───── Materials provided ─────

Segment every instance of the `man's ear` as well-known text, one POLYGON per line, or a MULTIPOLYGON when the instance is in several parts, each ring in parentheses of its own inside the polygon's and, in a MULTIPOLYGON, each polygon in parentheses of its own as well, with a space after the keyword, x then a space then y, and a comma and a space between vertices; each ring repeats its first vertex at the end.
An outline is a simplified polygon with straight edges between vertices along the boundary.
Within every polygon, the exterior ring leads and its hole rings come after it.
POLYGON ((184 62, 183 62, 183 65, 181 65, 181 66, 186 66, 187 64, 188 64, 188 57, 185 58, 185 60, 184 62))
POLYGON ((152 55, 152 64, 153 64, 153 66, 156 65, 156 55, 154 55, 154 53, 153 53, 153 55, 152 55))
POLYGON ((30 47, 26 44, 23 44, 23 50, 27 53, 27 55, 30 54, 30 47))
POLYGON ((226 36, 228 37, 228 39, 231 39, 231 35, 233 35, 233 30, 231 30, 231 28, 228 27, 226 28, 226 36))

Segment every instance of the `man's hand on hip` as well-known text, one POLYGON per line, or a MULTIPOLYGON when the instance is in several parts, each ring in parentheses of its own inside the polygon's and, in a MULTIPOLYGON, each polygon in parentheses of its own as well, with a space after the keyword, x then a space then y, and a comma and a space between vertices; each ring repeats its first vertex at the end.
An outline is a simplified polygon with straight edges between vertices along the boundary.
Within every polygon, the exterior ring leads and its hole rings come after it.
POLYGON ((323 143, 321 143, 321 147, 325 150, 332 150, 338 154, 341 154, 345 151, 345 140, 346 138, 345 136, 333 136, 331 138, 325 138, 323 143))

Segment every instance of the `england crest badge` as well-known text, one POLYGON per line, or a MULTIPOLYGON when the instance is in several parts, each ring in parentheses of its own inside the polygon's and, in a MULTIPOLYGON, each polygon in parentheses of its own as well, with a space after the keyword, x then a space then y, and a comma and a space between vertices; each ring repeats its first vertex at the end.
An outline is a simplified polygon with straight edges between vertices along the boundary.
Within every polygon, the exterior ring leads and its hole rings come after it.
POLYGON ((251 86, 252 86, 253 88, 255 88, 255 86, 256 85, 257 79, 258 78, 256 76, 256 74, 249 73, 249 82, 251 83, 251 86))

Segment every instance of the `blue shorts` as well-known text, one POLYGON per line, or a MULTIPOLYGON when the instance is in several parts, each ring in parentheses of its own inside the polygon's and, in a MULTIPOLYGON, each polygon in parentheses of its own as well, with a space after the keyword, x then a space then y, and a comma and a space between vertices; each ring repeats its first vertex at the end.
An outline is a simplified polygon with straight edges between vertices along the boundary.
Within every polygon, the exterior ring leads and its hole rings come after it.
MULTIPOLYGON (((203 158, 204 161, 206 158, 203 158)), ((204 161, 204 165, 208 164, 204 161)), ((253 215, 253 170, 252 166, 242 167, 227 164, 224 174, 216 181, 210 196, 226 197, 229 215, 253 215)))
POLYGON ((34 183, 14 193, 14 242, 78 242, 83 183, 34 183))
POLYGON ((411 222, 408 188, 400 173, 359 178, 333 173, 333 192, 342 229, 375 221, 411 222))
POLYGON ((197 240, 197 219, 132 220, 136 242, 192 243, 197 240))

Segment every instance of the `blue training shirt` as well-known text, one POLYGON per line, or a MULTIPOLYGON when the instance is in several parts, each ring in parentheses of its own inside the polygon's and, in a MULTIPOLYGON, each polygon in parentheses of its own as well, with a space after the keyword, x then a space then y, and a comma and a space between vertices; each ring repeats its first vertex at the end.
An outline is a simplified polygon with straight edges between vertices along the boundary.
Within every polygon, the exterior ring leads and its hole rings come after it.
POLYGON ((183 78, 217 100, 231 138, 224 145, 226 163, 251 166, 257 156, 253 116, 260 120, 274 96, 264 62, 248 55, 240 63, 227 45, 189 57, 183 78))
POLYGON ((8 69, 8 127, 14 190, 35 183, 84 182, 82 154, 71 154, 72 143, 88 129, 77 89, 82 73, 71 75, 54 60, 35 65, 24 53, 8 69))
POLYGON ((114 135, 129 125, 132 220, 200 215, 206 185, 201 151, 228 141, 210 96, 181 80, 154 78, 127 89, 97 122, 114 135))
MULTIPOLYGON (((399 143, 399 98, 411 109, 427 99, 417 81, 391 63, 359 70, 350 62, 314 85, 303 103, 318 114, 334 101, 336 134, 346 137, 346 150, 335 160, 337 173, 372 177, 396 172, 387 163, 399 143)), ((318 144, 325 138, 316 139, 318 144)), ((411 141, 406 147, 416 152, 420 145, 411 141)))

─────

Reproduce all of the lines above verbatim, with no alterations.

Segment every instance of the `man's ear` as well-known text, one POLYGON per line, or a MULTIPOLYGON when the instance is in several parts, each ring in parentheses of its own inside the polygon's and, in a MULTIPOLYGON, each polygon in parentheses of its own as well, with a space after the keyword, x then a space then y, and a comma and a space between vertices; each ring repeats its first vertex at the end.
An outline is a simplified polygon with straight edges between vertices along the boundary.
Within every polygon, the exterior ring leads and its hole rings come after it.
POLYGON ((184 62, 183 62, 183 65, 181 65, 181 66, 186 66, 187 64, 188 64, 188 57, 185 58, 185 60, 184 62))
POLYGON ((152 55, 152 64, 153 64, 153 66, 156 65, 156 55, 154 55, 154 53, 153 53, 153 55, 152 55))
POLYGON ((30 47, 26 44, 23 44, 23 50, 27 53, 27 55, 30 54, 30 47))
POLYGON ((226 36, 228 37, 228 39, 231 39, 231 35, 233 35, 233 30, 231 30, 231 28, 228 27, 226 28, 226 36))

Segment every instance of the `man's hand on hip` as well-known text, one POLYGON per line, or a MULTIPOLYGON when the instance is in several parts, each ring in parentheses of its own inside the polygon's and, in a MULTIPOLYGON, each polygon in parentheses of its own as well, with a space after the keyword, x then a space then y, and a comma and a space between vertices; each ring repeats its first vertex at the end.
An outline is a simplified polygon with straight edges between vertices along the boundary.
Within every polygon, the exterior ring leads and its hole rings come after it.
POLYGON ((323 143, 321 143, 321 147, 325 150, 332 150, 338 154, 341 154, 345 151, 345 140, 346 138, 345 136, 333 136, 331 138, 325 138, 323 143))

Segment every instance of the `england crest badge` as well-known text, one POLYGON per line, or a MULTIPOLYGON when the instance is in several parts, each ring in parentheses of its own inside the polygon's and, in a MULTIPOLYGON, each polygon in parentheses of its own as well, with a space after the keyword, x then a space then y, and a comma and a space between vertices; each ring repeats its first vertex at the end.
An outline is a simplified polygon with straight edges between vertices along the boundary.
Within every polygon, the exterior ring leads and its hole rings come after it.
POLYGON ((251 86, 252 86, 253 88, 255 88, 255 86, 256 85, 257 79, 258 78, 256 76, 256 74, 249 73, 249 82, 251 83, 251 86))

Segment every instance of the `blue shorts` as well-known text, one POLYGON per line, or a MULTIPOLYGON when the instance is in several parts, each ring in parentheses of its own inside the polygon's and, in a MULTIPOLYGON, each polygon in parentheses of its own as well, with a space after the keyword, x then a space then y, and a comma and a space between vertices; each ring repeats its first vertex at the end.
An outline is a simplified polygon with straight edges between vertices along the boundary.
Within every polygon, the exterior ring leads and its hole rings come after it.
MULTIPOLYGON (((203 158, 204 161, 206 158, 203 158)), ((204 161, 204 165, 208 164, 204 161)), ((253 215, 253 170, 252 166, 242 167, 227 164, 224 174, 216 181, 210 196, 226 197, 229 215, 253 215)))
POLYGON ((34 183, 14 193, 14 242, 78 242, 83 183, 34 183))
POLYGON ((411 222, 408 188, 400 173, 359 178, 333 173, 333 192, 342 229, 375 221, 411 222))
POLYGON ((197 240, 197 219, 132 220, 136 242, 192 243, 197 240))

Segment every instance of the `blue training shirt` as well-known text, one POLYGON per line, or a MULTIPOLYGON when the instance is in several parts, each ring in parentheses of its own inside the polygon's and, in a MULTIPOLYGON, each polygon in parentheses of its own as well, with a space after the keyword, x then a space then y, and a comma and a space between vertices; each ring repeats its first vertex at the end.
An outline is a simplified polygon with straight edges between vertices along the boundary.
Within every polygon, the exterior ring leads and its hole rings come after it.
POLYGON ((183 78, 217 100, 231 138, 224 145, 226 163, 251 166, 257 156, 253 116, 260 120, 274 96, 264 62, 248 55, 240 63, 227 45, 189 57, 183 78))
POLYGON ((8 69, 8 127, 14 190, 35 183, 84 182, 82 154, 71 154, 72 143, 88 129, 77 89, 82 73, 71 75, 54 60, 35 65, 24 53, 8 69))
POLYGON ((114 135, 129 125, 132 220, 200 215, 206 185, 201 151, 228 141, 210 96, 181 80, 154 78, 127 89, 97 122, 114 135))
MULTIPOLYGON (((399 143, 399 98, 411 109, 427 99, 417 81, 391 63, 359 70, 350 62, 314 85, 303 103, 318 114, 334 101, 336 134, 346 137, 346 150, 335 160, 337 173, 372 177, 396 172, 387 163, 399 143)), ((318 144, 325 138, 316 139, 318 144)), ((411 141, 406 147, 416 152, 420 145, 411 141)))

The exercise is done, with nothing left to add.